■ STATED GOAL 1 ■
Reproduce, character for character, the passage of the soundcard calibration thread below that begins at the words "Yes, that's correct, but" and stops after "a later date.".

■ DOCUMENT ■

+--

# Soundcard Calibration Question?



## Bowedtoothdoc (Sep 24, 2009)

Is it correct that when using the optional loopback cable for the left channel and checking the appropriate box in REW to use left channel as calibration reference allows me to not be required to 
perform a soundcard calibration? Just want to be sure.
Thanks


----------



## brucek (Apr 11, 2006)

Yes, that's correct, but it's advisable to not go that route. It's easier to create a one-time soundcard calibration file and then remove the loopback cable and then use that channel for your measurements. The left channel as cal reference method is usually reserved for performing distance checks.

brucek


----------



## Bowedtoothdoc (Sep 24, 2009)

Thanks brucek,
I initially tried to calibrate the card, but ran into some problems. Will try again at a later date.
Right now I'm having too much fun equalising my mains with the DEQ2496. They were pretty flat without any adjustments and sounded good. Now with minimal eq correction they sound just incredible.


----------



## brucek (Apr 11, 2006)

> I initially tried to calibrate the card, but ran into some problems.


You'll run into the same problems then if you try and the use the left channel as cal ref method. More-so actually, since the CPU is tied up during each measurement doing the cal on the left channel dynamically, rather than applying a pre-done cal file after the measurement.

brucek


----------

+--

■ ENTRIES PROVIDED ■
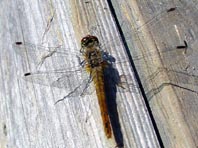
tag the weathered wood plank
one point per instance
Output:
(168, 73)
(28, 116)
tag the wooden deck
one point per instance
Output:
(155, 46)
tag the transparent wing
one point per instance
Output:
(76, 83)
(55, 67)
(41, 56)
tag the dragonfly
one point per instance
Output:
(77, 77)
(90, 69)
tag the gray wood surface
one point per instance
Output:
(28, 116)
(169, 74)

+--

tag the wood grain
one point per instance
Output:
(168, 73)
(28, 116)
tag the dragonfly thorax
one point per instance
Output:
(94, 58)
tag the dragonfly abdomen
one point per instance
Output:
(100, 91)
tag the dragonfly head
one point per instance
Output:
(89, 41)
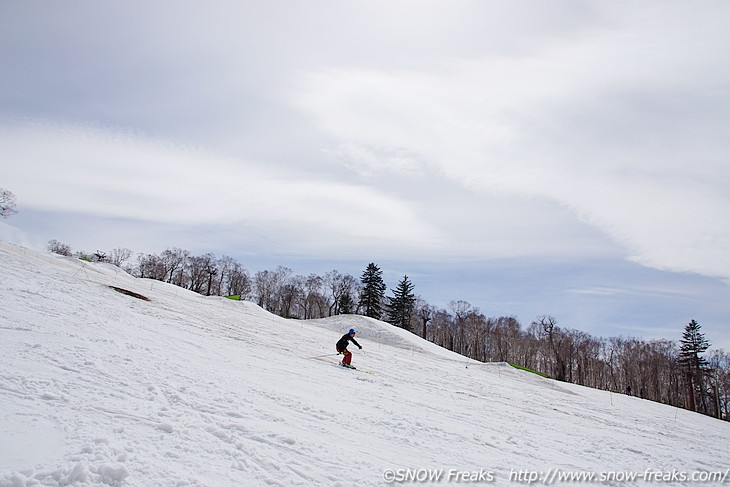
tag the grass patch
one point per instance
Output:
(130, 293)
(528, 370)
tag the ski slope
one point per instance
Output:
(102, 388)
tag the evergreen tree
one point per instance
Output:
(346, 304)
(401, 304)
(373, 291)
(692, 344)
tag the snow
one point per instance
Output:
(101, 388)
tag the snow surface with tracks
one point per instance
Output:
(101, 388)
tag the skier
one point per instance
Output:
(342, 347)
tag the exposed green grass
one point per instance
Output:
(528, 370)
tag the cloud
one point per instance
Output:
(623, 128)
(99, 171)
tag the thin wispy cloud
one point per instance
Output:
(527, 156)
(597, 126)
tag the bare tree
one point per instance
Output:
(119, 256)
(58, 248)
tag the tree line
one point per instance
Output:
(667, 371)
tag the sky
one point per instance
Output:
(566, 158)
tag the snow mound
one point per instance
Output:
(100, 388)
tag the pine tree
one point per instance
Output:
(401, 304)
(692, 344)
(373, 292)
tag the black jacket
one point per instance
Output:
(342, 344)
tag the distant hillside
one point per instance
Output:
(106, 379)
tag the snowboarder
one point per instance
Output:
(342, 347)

+--

■ STATED GOAL 2 ■
State only the number of lines in the entries above that contain the string "surface". Case counts.

■ WRITTEN RESPONSE 1 ■
Yes, that's correct, but it's advisable to not go that route. It's easier to create a one-time soundcard calibration file and then remove the loopback cable and then use that channel for your measurements. The left channel as cal reference method is usually reserved for performing distance checks.

brucek


----------



## Bowedtoothdoc (Sep 24, 2009)

Thanks brucek,
I initially tried to calibrate the card, but ran into some problems. Will try again at a later date.

■ WRITTEN RESPONSE 2 ■
2